## [WORK TO COMPLETE]
Return, verbatim, the lines of the listing below, starting with the line that contains "line in this photo." and continuing through the line that contains "mane in this photo.", with both of those lines included.

================

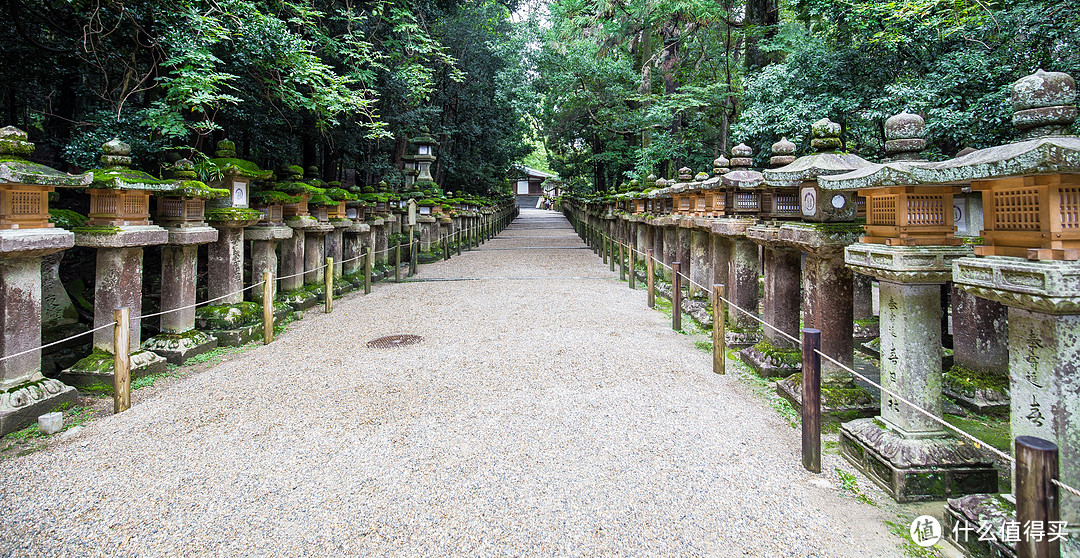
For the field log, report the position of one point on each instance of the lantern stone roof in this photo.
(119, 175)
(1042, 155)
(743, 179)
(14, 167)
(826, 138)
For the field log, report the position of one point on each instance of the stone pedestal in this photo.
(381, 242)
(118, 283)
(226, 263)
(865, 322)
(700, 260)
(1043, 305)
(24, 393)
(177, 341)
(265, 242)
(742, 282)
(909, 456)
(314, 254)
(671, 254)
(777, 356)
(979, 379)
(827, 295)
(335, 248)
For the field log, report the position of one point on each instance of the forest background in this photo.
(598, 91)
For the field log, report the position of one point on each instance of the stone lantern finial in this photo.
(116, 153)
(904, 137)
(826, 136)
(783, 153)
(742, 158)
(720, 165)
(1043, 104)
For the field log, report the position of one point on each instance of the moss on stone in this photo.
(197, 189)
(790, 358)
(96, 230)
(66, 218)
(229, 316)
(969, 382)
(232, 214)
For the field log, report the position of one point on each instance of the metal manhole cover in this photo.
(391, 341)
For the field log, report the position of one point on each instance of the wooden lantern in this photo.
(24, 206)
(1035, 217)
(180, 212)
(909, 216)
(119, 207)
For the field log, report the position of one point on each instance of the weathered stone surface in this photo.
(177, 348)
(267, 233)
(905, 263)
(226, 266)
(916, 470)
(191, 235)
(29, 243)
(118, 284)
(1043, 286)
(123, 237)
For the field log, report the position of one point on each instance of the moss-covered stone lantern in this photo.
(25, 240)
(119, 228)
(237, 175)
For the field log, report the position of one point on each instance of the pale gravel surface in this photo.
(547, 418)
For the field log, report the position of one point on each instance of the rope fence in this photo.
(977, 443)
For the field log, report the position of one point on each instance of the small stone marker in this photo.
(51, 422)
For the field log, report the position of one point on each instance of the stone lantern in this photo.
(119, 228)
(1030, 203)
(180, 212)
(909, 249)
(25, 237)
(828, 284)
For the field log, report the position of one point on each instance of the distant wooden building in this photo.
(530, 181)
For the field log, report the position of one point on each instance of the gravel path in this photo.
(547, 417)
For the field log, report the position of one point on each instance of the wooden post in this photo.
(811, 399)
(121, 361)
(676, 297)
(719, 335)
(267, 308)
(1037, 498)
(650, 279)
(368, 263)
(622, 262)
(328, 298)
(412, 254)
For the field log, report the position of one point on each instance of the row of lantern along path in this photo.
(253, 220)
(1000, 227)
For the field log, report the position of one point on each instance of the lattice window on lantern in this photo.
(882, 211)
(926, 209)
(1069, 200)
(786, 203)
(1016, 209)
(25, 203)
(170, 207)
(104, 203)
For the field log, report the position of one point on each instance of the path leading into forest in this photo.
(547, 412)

================

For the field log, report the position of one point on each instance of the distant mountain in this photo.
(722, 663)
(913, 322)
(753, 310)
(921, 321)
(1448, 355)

================

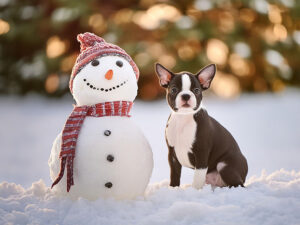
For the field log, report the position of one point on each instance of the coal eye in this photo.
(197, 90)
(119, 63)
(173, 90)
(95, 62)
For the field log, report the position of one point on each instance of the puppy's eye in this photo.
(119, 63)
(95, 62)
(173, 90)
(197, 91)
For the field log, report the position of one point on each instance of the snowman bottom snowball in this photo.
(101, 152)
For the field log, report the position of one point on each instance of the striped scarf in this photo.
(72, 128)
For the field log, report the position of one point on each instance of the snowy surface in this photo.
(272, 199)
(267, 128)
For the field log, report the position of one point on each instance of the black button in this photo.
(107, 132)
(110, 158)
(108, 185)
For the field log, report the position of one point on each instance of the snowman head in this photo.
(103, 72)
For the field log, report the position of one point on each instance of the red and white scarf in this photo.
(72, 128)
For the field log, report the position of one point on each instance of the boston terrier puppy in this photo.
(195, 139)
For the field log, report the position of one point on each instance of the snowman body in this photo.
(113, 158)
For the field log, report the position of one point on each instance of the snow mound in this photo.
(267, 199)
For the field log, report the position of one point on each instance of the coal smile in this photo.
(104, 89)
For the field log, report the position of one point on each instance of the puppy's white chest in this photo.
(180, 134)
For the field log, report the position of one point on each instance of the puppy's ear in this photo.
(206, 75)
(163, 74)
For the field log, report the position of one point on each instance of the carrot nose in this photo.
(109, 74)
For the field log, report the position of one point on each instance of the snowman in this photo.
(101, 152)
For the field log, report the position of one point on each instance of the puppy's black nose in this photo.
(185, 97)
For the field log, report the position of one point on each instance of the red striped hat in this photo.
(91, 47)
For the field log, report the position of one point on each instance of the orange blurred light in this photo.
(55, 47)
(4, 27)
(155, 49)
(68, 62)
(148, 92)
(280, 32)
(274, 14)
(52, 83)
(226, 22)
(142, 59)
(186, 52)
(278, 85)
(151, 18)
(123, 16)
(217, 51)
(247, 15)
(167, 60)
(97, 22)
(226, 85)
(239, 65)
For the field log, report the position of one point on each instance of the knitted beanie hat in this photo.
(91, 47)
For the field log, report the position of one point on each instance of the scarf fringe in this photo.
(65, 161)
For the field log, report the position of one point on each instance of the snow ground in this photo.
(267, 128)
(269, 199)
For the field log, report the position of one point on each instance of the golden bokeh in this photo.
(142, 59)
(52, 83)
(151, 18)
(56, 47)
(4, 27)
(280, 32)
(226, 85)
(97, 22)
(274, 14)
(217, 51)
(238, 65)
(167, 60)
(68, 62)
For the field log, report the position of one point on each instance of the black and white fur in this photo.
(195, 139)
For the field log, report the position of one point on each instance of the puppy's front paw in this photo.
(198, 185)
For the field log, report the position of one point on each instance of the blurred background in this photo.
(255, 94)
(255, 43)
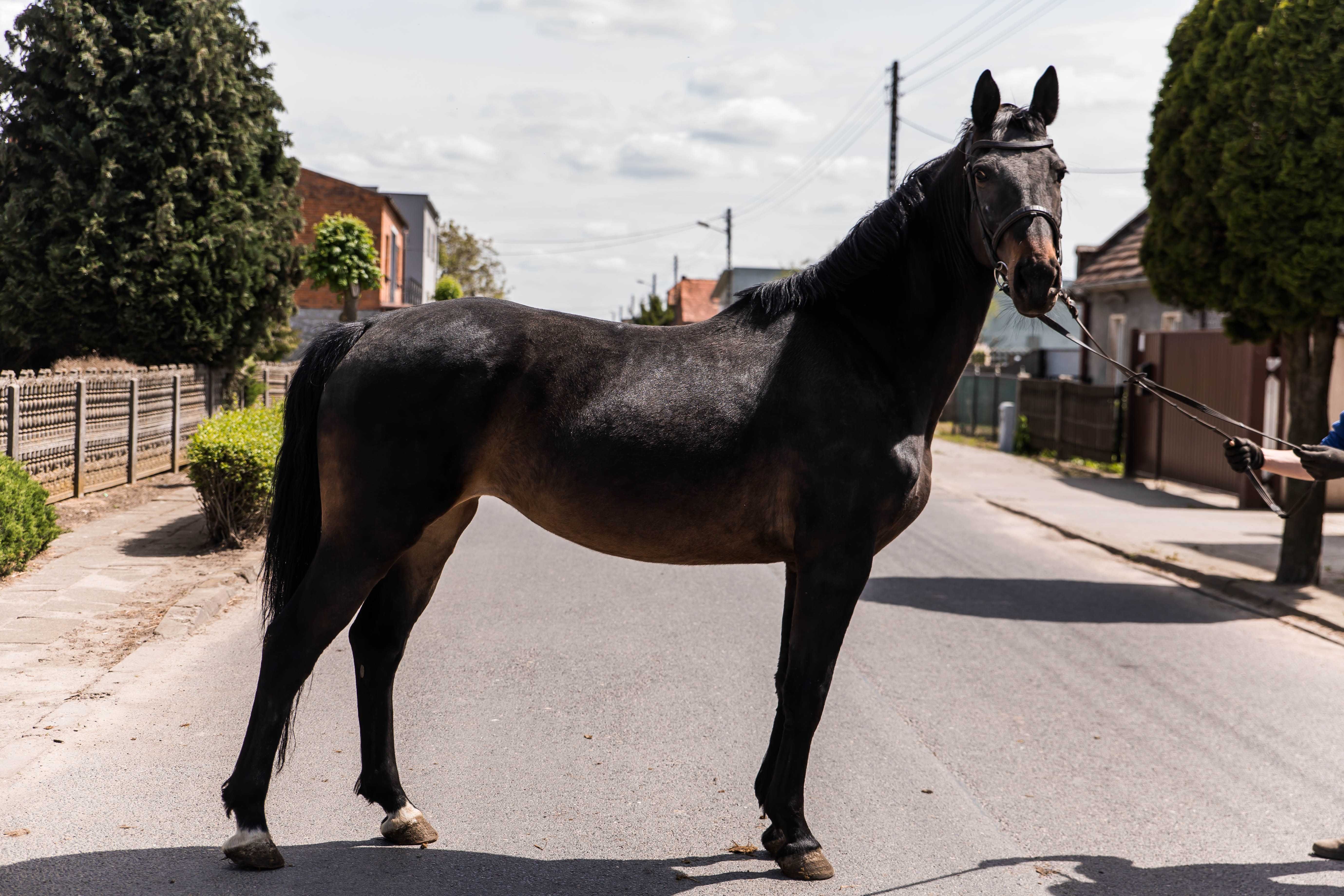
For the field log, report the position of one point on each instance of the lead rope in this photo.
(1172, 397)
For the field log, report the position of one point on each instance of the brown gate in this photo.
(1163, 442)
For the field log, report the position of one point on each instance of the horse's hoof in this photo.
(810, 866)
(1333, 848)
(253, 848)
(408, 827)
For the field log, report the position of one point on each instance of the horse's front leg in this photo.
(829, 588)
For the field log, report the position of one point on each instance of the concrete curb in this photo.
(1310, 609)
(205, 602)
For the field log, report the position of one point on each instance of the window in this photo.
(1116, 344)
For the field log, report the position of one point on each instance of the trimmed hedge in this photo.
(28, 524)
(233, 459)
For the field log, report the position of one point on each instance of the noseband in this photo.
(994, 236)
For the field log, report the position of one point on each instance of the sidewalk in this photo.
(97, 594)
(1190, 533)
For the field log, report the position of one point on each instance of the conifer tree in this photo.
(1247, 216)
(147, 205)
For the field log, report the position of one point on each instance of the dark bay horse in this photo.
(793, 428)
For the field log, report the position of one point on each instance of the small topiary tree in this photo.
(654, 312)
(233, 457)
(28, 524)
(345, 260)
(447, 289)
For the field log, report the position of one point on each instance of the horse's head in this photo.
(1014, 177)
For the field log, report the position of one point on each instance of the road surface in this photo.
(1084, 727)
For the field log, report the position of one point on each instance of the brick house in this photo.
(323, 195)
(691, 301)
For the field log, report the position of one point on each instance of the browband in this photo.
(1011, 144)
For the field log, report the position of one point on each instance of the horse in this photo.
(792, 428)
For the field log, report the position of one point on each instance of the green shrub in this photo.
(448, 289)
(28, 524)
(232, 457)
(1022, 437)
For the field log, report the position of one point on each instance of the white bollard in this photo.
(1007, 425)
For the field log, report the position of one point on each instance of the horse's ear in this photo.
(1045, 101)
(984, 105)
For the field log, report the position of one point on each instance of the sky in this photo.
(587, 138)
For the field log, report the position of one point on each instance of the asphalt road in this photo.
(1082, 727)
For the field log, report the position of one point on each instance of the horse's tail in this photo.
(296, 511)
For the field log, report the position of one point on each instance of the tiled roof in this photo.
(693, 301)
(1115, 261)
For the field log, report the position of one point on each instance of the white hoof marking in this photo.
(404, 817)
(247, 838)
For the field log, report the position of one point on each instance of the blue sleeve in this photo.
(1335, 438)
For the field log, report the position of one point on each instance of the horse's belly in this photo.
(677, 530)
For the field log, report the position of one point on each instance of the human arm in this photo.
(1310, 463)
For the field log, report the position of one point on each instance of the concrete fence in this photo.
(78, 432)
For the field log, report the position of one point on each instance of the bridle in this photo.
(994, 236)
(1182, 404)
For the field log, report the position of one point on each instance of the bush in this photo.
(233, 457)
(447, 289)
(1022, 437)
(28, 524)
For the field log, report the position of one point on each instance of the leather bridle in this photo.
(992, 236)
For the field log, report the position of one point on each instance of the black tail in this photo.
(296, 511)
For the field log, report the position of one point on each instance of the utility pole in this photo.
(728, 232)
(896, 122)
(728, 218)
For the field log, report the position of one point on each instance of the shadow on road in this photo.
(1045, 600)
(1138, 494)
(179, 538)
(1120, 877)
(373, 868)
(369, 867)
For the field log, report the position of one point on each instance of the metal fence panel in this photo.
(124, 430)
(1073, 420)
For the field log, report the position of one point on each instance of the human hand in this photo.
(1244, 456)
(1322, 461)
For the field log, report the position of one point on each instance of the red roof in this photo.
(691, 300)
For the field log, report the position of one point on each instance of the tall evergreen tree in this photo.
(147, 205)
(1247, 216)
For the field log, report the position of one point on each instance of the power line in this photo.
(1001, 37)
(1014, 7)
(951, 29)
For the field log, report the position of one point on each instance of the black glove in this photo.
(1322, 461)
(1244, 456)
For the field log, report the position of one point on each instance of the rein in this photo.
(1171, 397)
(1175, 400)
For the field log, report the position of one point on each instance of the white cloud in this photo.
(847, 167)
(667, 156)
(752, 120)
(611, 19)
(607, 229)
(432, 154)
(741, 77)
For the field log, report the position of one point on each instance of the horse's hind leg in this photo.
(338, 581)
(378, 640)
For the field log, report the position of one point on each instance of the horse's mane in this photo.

================

## [WRITTEN RESPONSE]
For the field log, report the position of one point on each instance of the power line in this photo.
(1001, 37)
(1014, 7)
(951, 29)
For the field log, report the position of one point on each instance of the black glove in this photo.
(1322, 461)
(1244, 456)
For the field log, report the position of one point on each instance of the rein in this photo.
(1171, 397)
(1175, 400)
For the field log, report the position of one point on each instance of the white cloud in this photo.
(847, 167)
(667, 156)
(752, 120)
(611, 19)
(607, 229)
(432, 154)
(741, 77)
For the field log, report the position of one point on each instance of the horse's hind leg in this photo.
(338, 581)
(378, 640)
For the field log, report the position of one point on each instance of the horse's mane in this photo.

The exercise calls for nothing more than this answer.